Omschrijving opdracht >>
Beantwoord de volgende vragen aan de hand van de tekst over de Eindhovense weekmarkt.
(a) In welk jaar klaagde de burgerij over de onoverzichtelijkheid van de markt?
(b) Welke producten werden in de Rechtestraat verkocht?
(c) Welke ondernemers worden genoemd als voorbeelden van wie door het gildereglement verplicht werd op de weekmarkt te staan?

Geselecteerd fragment >>
^^^^^^^^

Aan de totstandkoming van deze digitale encyclopedie wordt nog gewerkt.
De Eindhovense weekmarkt
De weekmarkt
Een regelmatig terugkerende gebeurtenis, waaraan het plein zelfs zijn naam te danken had, was de markt. We weten niet hoe wij ons zo'n middeleeuwse marktdag precies moeten voorstellen. De producten zullen uitgestald hebben gelegen op de grond, op de karren waarmee zij waren aangevoerd en op overdekte kramen of open tafels. Deels stonden de verkopers van dezelfde soort producten bij elkaar, want al in de 16e en 17e eeuw werden delen van de markt aangeduid als Veemarkt (1540), Korenmarkt (1570) en Garenmarkt (1606).(1)
Maar blijkbaar gold dat niet voor alle producten of is die orde later wat verstoord geraakt, want nadat de burgerij in 1698 had geklaagd over de onoverzichtelijkheid van de markt, bepaalde het stadsbestuur dat de verkopers van boter en eieren voortaan in de Marktstraat moesten gaan staan tot aan het huis de Lelie en die van kippen in de hoek waar nu de Nieuwstraat begint.
Even verder op het plein kregen de boeren met knollen, kolen, wortelen, uien en appels een plaats, daarna die met tarwe, rogge en boekweit.
De Markt was niet groot genoeg om alle kooplieden een plekje te bieden. In de Rechtestraat stonden van de Marktstraat tot aan de Kerkstraat de verkopers van gerst, haver, brouwgoed en zout. In de Ten Hagestraat en het eerste deel van het Stratumseind konden de stedelingen Astense turf kopen en in de Jan van Lieshoutstraat Somerse klot (turf). Daarna is de markt nog niet helemaal ordelijk verlopen, want in 1727 werd in de Raad opnieuw over de regeling uit 1698 gepraat.(2)
De regeling zou intussen de indruk kunnen wekken dat er alleen kooplieden met agrarische producten en turf op de markt stonden. In werkelijkheid was het aanbod heel wat gevarieerder. Veel Eindhovense ondernemers werden door hun gildereglement verplicht met hun producten op de weekmarkt te staan, zoals b.v. de schoenmakers, de wevers van wollen stoffen en de hoedenmakers. Daarnaast stonden natuurlijk ook de leden van het kramersgilde op de markt.

^^^^^^^^

Aangeleverde gegevens >>
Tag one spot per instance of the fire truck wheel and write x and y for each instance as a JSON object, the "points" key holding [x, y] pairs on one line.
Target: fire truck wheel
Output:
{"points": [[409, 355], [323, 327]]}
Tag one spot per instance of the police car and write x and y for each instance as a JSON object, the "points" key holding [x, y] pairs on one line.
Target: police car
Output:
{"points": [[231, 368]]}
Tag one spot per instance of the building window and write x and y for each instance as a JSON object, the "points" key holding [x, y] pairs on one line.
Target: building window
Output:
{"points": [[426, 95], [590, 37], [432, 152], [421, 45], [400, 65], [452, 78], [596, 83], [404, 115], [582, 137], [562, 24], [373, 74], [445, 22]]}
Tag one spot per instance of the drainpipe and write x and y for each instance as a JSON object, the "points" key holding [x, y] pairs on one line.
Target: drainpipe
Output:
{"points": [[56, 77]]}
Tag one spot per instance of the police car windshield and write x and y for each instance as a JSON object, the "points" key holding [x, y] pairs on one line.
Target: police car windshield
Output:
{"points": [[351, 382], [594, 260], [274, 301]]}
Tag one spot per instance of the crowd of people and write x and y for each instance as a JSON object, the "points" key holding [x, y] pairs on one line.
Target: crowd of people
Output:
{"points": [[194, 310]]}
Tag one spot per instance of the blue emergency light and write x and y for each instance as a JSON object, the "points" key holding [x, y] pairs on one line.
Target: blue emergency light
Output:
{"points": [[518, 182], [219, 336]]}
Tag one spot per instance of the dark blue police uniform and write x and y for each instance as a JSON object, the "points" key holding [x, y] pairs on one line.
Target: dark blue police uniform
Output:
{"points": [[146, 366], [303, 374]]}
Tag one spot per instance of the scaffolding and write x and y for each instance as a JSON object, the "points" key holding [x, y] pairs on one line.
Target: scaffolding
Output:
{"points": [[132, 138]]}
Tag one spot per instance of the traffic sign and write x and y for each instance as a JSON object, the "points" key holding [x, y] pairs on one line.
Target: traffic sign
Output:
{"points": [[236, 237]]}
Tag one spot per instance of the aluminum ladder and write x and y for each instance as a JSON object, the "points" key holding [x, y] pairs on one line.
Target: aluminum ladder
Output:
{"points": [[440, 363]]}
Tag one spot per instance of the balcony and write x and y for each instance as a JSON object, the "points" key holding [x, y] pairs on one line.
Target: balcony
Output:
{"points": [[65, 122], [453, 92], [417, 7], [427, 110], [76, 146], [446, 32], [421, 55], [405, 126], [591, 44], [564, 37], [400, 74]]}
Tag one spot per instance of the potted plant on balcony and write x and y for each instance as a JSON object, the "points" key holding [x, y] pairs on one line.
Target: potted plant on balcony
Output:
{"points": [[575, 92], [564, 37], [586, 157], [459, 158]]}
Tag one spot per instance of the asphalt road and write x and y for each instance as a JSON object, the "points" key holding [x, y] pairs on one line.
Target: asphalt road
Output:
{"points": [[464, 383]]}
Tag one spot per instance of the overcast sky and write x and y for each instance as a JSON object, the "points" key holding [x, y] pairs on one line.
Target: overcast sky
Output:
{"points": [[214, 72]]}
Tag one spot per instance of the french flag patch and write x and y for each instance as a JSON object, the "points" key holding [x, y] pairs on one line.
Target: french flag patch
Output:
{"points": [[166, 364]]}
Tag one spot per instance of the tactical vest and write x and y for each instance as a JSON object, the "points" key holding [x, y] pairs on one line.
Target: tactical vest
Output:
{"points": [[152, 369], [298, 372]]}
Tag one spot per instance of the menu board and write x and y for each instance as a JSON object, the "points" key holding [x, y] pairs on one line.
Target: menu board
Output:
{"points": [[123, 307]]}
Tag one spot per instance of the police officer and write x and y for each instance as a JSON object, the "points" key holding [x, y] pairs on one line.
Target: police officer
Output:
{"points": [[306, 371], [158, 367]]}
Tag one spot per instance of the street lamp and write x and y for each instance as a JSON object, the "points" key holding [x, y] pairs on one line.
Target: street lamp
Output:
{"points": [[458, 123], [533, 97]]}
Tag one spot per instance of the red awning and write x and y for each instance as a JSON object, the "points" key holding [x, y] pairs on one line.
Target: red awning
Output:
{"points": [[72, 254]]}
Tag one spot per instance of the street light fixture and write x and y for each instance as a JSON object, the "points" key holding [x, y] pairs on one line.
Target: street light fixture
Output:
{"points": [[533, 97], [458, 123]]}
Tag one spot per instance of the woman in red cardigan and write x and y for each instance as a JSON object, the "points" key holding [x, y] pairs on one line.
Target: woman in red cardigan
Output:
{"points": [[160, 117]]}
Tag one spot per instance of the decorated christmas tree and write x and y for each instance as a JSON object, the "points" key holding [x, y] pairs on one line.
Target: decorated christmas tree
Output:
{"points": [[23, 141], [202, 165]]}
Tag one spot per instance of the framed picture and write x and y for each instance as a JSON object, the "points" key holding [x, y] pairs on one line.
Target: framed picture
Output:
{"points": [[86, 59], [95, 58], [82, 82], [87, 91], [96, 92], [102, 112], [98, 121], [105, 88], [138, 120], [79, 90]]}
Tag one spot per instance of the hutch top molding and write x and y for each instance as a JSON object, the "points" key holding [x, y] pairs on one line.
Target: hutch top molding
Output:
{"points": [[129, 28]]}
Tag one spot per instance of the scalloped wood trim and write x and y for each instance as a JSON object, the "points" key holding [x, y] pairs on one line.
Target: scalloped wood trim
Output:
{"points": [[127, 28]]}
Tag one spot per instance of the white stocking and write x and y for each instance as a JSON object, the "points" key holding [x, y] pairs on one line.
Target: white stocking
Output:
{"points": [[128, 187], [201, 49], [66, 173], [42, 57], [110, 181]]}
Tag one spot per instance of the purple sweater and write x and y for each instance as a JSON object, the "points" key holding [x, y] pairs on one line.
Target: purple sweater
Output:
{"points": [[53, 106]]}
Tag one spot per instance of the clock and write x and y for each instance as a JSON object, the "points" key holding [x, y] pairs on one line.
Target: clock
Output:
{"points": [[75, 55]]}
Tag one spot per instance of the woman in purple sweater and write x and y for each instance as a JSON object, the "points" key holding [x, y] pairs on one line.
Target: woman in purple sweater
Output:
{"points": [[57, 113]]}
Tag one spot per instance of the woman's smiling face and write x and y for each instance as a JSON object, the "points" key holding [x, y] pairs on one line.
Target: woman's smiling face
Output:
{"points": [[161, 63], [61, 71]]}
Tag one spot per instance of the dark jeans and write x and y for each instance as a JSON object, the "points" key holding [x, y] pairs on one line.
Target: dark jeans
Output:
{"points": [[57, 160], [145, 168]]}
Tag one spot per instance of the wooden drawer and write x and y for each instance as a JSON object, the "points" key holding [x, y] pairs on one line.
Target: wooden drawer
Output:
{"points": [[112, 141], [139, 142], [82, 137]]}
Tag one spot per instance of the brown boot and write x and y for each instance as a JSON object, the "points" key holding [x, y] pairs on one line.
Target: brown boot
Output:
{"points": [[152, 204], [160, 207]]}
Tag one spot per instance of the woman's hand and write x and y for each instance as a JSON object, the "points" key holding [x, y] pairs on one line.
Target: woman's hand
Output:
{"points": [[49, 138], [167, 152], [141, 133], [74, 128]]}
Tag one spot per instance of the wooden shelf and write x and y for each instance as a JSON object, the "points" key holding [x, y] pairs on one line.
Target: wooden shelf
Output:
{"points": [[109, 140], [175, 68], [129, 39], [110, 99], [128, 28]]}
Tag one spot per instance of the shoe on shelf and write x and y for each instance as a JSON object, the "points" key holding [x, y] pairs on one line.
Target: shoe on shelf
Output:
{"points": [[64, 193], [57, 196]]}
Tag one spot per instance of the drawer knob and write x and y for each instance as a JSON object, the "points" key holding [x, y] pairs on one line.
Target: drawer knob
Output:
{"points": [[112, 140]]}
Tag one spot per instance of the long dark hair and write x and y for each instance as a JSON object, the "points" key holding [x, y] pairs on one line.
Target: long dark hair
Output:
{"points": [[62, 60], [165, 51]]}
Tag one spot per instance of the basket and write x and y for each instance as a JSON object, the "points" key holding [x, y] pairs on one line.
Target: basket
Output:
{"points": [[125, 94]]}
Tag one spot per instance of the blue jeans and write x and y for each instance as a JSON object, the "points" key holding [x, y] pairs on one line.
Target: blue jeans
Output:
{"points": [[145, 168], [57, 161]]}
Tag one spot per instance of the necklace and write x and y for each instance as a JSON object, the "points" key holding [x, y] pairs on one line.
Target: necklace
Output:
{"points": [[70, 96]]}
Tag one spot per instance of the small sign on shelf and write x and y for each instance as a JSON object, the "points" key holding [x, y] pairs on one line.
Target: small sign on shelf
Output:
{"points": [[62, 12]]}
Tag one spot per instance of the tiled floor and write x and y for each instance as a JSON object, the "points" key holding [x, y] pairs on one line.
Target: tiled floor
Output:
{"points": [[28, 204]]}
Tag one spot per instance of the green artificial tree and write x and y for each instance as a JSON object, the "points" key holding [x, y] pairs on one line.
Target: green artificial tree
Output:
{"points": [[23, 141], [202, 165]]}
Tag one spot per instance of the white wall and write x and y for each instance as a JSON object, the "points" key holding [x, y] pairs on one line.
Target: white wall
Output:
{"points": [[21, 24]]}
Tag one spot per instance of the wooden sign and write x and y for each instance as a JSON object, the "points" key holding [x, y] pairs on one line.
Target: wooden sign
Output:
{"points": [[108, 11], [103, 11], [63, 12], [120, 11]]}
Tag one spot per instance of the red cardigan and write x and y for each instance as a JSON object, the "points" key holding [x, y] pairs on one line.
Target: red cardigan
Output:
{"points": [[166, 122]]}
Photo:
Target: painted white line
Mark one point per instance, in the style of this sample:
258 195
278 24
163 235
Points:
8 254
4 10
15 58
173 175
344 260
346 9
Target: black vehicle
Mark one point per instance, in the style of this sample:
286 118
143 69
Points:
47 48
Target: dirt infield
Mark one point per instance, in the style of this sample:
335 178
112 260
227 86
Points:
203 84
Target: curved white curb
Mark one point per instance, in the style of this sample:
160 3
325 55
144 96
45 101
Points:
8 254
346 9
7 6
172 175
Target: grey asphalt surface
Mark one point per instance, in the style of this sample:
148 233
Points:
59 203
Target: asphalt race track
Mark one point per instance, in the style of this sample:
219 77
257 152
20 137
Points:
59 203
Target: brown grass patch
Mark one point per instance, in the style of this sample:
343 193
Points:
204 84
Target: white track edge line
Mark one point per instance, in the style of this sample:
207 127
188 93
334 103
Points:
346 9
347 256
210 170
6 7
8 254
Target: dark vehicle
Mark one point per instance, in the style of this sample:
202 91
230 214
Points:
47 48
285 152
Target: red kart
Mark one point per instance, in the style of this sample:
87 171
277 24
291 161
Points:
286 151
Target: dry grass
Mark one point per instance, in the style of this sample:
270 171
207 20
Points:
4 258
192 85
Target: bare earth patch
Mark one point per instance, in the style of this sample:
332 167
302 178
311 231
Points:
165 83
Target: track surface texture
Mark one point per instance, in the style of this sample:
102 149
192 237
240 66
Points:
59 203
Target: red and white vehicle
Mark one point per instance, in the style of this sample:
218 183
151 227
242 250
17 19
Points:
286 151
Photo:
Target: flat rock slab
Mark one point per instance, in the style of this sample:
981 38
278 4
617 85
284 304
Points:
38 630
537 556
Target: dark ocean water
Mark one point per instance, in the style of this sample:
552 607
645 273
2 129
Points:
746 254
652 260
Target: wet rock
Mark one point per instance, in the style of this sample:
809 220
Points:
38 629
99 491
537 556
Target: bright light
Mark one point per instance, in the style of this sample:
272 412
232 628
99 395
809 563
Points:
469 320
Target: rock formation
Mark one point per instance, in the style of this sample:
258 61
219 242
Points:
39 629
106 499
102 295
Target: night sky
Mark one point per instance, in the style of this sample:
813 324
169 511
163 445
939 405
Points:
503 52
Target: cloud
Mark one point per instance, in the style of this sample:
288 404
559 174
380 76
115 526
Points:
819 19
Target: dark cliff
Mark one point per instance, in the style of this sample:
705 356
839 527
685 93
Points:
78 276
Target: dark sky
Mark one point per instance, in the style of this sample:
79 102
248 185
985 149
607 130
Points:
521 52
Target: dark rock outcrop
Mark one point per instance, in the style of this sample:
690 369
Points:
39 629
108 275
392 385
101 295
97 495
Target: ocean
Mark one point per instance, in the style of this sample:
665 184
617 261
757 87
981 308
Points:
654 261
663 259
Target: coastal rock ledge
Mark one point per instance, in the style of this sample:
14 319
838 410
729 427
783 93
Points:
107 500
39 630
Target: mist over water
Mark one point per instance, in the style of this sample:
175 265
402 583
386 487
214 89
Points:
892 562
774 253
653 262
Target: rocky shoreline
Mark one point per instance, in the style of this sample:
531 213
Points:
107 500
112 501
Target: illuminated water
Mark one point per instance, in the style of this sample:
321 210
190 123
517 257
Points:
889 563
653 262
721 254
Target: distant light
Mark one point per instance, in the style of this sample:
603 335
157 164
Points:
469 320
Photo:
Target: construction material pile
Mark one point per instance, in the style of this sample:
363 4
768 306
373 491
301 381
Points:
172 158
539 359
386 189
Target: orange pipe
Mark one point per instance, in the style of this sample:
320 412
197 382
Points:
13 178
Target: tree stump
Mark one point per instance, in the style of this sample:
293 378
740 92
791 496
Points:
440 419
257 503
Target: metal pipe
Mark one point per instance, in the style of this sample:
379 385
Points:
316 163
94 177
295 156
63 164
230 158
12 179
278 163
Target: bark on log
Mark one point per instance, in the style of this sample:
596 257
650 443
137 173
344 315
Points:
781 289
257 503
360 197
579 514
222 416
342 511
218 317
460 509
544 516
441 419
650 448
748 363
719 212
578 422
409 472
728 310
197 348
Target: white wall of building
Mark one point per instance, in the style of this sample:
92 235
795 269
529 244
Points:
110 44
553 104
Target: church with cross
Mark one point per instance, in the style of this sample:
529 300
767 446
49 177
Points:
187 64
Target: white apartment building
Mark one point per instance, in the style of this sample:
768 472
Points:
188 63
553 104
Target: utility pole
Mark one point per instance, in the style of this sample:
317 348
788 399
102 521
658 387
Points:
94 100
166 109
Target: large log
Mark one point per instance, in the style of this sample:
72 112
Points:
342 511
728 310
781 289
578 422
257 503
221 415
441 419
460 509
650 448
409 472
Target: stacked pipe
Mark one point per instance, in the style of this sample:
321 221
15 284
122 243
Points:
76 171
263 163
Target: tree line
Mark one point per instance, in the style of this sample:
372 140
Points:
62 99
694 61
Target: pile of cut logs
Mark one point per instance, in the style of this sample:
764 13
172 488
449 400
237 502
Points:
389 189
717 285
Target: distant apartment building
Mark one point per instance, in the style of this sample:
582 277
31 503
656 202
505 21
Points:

^^^^^^^^

Uw antwoord >>
(a) In 1698.
(b) Gerst, haver, brouwgoed en zout.
(c) De schoenmakers, de wevers van wollen stoffen en de hoedenmakers.